» **Ejercicio propuesto 1**
Cambia "valla" por "cerca" al reproducir un fragmento del artículo sobre el festival. Empieza en las palabras que contienen "La organización se" y termina después de "latas de cerveza.".
» **Ejercicio propuesto 2**
Retoma el artículo sobre el festival y continúalo a partir de su última frase.

» **Artículo**
La organización se vio obligada a levantar una valla
para que la gente no se colara, cosa que empeoró el asunto. Vino a rematarlo el
muy mejorable sonido, que hizo que el público se chillara entre sí durante las
actuaciones, para que los otros se callaran y se pudieran oír las canciones.
Claro que conseguían lo contrario: se oían los gritos, propios y ajenos, no a
los músicos. Los conciertos de The Doors y The Who fueron luego evaluados con
una exigencia digna de mejor causa, pues, teniendo en cuenta las condiciones y
la atmósfera, resultan perfectamente respetables. A Miles Davis se le ve en su
salsa de trompetista de Hamelin, con relativa calma alrededor; quizás porque
tocó de día, quizás porque no hacía falta escuchar más que a su instrumento.
Pero en la intervención de Jimmy Hendrix alguien tiró un objeto candente al
escenario. Ya era habitual que volaran hacia allí las latas de cerveza.
Aquellos muchachos actuaron con la inquietante
sensación de tener que disuadir a un pelotón de fusilamiento. Sobre todo los
que salían a pecho descubierto, con la guitarra de palo como escudo y sin mucha
guardia sonora detrás. El público pareció ser más cortés con las damas del
folk, Báez y Mitchell, seguramente porque sus prodigiosas voces de altísimos registros
podían llegar, y amansar, hasta al último vándalo. Pero el cantautor de escuela
country Kris Kristofferson –promotor del evento para más escarnio– acabó
desertando en plena actuación: acojonado. “I think they’re gonna shoot us”
(“Creo que van a dispararnos”), se le intuye murmurar, girándose a
uno de sus músicos, en el vídeo de su intervención. Muchos años después diría
al hilo del suceso que “ponerse delante de la gente es una de las cosas más
aterradoras que puedes hacer, especialmente si estás exponiendo tu alma” a
través de una canción. Pero mucho más aún si la actitud del público es en sí
misma una amenaza.
Hay otro factor, digamos inconsciente, que pudo
influir a él y a otros, y que procede de la década que andaban enterrando: en
Estados Unidos, disparar a gente subida a una tribuna estuvo en vías de
convertirse en tradición. Si podían matar a Martin Luther King (1968), si
podían matar al mismo presidente Kennedy montado en un descapotable (1963), por
qué no iba a haber un loco, entre una multitud enloquecida, capaz de disparar
desde lejos a un perroflauta con guitarra. (Al Kooper, creador del célebre
acompañamiento de órgano del Like a Rolling Stone –1965– de Bob
Dylan, confesó mucho después a Scorsese que se negó a girar con él por el sur
de Estados Unidos debido a ese miedo a un atentado.)

» **Datos proporcionados**
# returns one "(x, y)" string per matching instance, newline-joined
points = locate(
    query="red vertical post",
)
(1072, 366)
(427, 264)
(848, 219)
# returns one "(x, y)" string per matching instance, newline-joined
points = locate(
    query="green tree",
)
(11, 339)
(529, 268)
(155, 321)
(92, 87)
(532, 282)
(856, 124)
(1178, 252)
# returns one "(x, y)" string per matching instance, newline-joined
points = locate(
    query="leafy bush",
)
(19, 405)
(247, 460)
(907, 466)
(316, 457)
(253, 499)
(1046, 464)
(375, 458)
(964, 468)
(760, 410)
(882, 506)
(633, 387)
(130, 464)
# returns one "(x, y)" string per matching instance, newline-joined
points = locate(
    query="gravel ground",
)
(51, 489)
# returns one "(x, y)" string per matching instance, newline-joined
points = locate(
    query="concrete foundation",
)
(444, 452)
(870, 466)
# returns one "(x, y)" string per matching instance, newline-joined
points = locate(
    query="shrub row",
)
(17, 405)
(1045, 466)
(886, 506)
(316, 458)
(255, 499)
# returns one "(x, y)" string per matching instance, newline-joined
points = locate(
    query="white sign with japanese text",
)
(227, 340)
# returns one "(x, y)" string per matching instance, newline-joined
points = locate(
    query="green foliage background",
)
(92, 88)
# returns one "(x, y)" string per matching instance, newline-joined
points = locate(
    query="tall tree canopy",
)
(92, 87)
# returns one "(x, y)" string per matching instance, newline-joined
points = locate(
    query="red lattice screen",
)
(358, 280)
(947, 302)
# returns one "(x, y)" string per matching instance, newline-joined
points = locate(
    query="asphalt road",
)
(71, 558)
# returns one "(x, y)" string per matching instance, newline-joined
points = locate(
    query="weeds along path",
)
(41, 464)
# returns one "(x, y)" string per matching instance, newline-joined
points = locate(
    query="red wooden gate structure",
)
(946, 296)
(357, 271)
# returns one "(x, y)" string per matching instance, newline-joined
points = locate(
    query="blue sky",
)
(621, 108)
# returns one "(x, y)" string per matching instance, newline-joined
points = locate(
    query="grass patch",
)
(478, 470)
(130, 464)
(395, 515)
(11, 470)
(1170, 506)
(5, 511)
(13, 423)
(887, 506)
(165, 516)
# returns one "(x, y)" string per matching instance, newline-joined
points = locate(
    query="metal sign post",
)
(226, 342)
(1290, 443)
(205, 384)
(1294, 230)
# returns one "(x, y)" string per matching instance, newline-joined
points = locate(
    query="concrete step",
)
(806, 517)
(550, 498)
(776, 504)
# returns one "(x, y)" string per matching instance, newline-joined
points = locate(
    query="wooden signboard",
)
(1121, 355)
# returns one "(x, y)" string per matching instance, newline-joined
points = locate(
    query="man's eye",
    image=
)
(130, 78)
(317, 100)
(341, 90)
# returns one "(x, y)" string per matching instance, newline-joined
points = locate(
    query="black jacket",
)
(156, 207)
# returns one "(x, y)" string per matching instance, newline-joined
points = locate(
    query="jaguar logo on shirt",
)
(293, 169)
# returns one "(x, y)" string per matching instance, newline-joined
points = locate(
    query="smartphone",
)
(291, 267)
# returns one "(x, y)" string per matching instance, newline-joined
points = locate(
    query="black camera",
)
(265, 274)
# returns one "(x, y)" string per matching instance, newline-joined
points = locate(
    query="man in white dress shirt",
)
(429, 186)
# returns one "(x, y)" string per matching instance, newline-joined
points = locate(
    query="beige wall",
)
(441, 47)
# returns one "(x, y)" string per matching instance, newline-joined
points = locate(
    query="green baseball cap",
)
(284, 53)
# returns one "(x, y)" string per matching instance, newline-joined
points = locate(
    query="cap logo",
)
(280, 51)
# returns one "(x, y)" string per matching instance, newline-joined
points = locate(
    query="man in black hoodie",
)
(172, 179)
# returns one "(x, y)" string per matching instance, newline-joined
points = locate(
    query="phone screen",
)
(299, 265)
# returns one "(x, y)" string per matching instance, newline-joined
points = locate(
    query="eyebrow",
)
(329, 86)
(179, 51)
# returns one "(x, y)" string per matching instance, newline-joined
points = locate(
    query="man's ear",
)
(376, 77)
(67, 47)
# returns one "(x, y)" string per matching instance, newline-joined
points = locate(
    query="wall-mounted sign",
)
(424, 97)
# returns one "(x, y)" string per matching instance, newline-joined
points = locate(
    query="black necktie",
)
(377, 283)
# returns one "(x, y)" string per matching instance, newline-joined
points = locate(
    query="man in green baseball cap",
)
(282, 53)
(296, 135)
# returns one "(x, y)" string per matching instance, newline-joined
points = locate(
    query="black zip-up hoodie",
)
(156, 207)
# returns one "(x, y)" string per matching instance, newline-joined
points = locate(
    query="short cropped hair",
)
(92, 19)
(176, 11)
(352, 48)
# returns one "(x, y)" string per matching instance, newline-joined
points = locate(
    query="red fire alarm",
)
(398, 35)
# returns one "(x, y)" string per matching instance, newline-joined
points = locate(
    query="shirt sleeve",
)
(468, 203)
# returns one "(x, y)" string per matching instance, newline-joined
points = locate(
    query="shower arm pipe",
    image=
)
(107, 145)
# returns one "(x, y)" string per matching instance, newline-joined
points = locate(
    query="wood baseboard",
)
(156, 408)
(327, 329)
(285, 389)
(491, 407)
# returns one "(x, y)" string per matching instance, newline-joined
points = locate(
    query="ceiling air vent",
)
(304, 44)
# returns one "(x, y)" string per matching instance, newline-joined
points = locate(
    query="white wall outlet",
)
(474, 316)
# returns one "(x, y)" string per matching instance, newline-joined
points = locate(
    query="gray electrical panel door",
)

» **Respuesta escrita 1**
La organización se vio obligada a levantar una cerca
para que la gente no se colara, cosa que empeoró el asunto. Vino a rematarlo el
muy mejorable sonido, que hizo que el público se chillara entre sí durante las
actuaciones, para que los otros se callaran y se pudieran oír las canciones.
Claro que conseguían lo contrario: se oían los gritos, propios y ajenos, no a
los músicos. Los conciertos de The Doors y The Who fueron luego evaluados con
una exigencia digna de mejor causa, pues, teniendo en cuenta las condiciones y
la atmósfera, resultan perfectamente respetables. A Miles Davis se le ve en su
salsa de trompetista de Hamelin, con relativa calma alrededor; quizás porque
tocó de día, quizás porque no hacía falta escuchar más que a su instrumento.
Pero en la intervención de Jimmy Hendrix alguien tiró un objeto candente al
escenario. Ya era habitual que volaran hacia allí las latas de cerveza.

» **Respuesta escrita 2**
Es de suponer, además, que en la Isla de Wight no
habría mucho policía dispuesto a meterse en aquel muladar –organizados
seguramente a retaguardia para defender a los vecinos de una posible invasión
zombi–. De modo que, visto hoy, resulta milagroso que no hubiera que lamentar
daños mayores: una marabunta de medio millón de personas, en su mayoría
incómoda, colocada y cabreada, era francamente una hidra de comportamiento
imprevisible, quizás mortífero.
Visto hoy, resulta milagroso que no hubiera que
lamentar daños mayores
Les hacía falta un profeta. Un guía que supiera
abrirse paso entre sus mentes como Moisés por entre las aguas del Mar Rojo.
Hacía falta un chamán, encantador de serpientes y judío errante llamado Leonard Cohen.
Quien estaba por cumplir los 36 –de los mayores entre aquella escuadra musical–
y venía recién fogueado de su primera gira europea. Literalmente. En uno de sus
primeros conciertos, en Alemania en el mes de mayo, alguien llegó a apuntarle
con una pistola. A principios de ese mismo agosto cantó en un concierto
organizado por el Partido Comunista francés en Aix-en-Provence, donde le
tiraron botellas y le llamaron fascista por haber llegado allí a caballo (el
remedio para evitar la carretera atestada): él desafió al público a batirse con
él de verdad, a sable o pistola. Algo de esto debió de influir para acabar
bautizando a su recién estrenada banda como The Army (El Ejército).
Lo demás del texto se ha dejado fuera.